EXERCISE REQUIREMENTS >> Retype all of the lines below exactly, but leave the picture out of your copy.

-- begin RECORDS SHOWN --

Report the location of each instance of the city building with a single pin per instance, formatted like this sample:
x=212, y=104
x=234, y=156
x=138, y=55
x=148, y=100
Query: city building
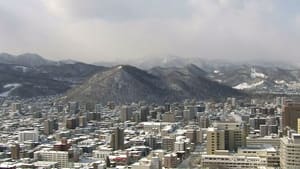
x=117, y=138
x=62, y=157
x=29, y=135
x=290, y=115
x=232, y=161
x=290, y=151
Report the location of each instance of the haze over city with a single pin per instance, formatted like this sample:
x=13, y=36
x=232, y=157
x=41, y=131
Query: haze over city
x=116, y=30
x=149, y=84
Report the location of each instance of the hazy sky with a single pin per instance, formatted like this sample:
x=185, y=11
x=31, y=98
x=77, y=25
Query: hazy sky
x=107, y=30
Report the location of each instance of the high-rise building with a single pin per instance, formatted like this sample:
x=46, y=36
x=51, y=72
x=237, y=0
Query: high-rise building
x=50, y=125
x=117, y=138
x=226, y=136
x=30, y=135
x=124, y=114
x=203, y=122
x=151, y=141
x=62, y=157
x=298, y=125
x=289, y=152
x=168, y=143
x=170, y=161
x=290, y=115
x=15, y=151
x=144, y=113
x=168, y=117
x=73, y=107
x=215, y=140
x=72, y=122
x=16, y=107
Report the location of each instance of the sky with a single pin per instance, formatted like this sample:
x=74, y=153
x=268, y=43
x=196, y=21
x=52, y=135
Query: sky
x=119, y=30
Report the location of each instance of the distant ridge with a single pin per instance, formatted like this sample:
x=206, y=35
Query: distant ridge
x=125, y=84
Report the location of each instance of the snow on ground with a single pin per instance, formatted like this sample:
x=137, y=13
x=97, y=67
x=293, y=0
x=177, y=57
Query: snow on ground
x=248, y=86
x=11, y=87
x=23, y=68
x=280, y=82
x=258, y=75
x=216, y=71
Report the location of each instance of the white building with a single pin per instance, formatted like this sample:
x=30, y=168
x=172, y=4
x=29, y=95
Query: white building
x=62, y=157
x=30, y=135
x=290, y=152
x=232, y=162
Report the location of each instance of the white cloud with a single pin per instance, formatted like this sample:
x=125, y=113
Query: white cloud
x=98, y=30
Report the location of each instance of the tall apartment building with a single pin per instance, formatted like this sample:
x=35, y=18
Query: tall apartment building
x=15, y=151
x=232, y=162
x=298, y=125
x=16, y=107
x=290, y=115
x=144, y=112
x=50, y=125
x=62, y=157
x=170, y=161
x=215, y=140
x=168, y=143
x=124, y=114
x=226, y=136
x=290, y=152
x=117, y=138
x=30, y=135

-- end RECORDS SHOWN --

WRITTEN ANSWER >>
Report the location of each instance of the city building with a single pin per instance, formatted like this sample:
x=212, y=104
x=234, y=156
x=138, y=55
x=148, y=100
Query: city building
x=117, y=138
x=62, y=157
x=29, y=135
x=290, y=115
x=232, y=161
x=290, y=151
Report the location of each instance of the haze over city with a single pin per instance, formatted like this sample:
x=13, y=36
x=232, y=157
x=41, y=131
Query: haze over city
x=116, y=30
x=149, y=84
Report the location of each instance of the hazy sky with a single pin per instance, formatted like this sample:
x=185, y=11
x=31, y=98
x=77, y=25
Query: hazy sky
x=107, y=30
Report the location of each instance of the high-rise building with a single pin per instance, formatted like this sample:
x=46, y=36
x=51, y=72
x=237, y=0
Query: high-rise building
x=50, y=125
x=117, y=138
x=226, y=136
x=30, y=135
x=124, y=114
x=203, y=122
x=151, y=141
x=62, y=157
x=298, y=125
x=289, y=152
x=168, y=143
x=170, y=161
x=290, y=115
x=15, y=151
x=144, y=113
x=168, y=117
x=73, y=107
x=215, y=140
x=72, y=122
x=16, y=107
Report the location of each instance of the sky with a single pin per instance, formatted like this sample:
x=74, y=153
x=268, y=43
x=196, y=21
x=52, y=135
Query: sky
x=119, y=30
Report the location of each instance of the distant ridge with a single pin per instance, formatted like this sample:
x=206, y=35
Query: distant ridge
x=125, y=84
Report the location of each instance of the snow on ground with a single pin per instance, formatted like this sample:
x=137, y=13
x=97, y=67
x=293, y=0
x=177, y=57
Query: snow on ground
x=248, y=86
x=11, y=87
x=23, y=68
x=280, y=82
x=258, y=75
x=216, y=71
Report the location of each instance of the white building with a single pin per instance, formatted like this sample:
x=30, y=168
x=172, y=4
x=29, y=95
Query: white building
x=62, y=157
x=30, y=135
x=290, y=152
x=232, y=162
Report the location of each instance of the white cloud with a single pin per instance, formatted like this sample:
x=125, y=113
Query: white cloud
x=98, y=30
Report the location of each instance of the tall apartment building with a single pin per instance, formatted like this sample:
x=35, y=18
Query: tall apartment building
x=15, y=151
x=232, y=162
x=298, y=125
x=16, y=107
x=290, y=115
x=144, y=112
x=50, y=125
x=62, y=157
x=170, y=161
x=215, y=140
x=168, y=143
x=124, y=114
x=226, y=136
x=290, y=152
x=117, y=138
x=30, y=135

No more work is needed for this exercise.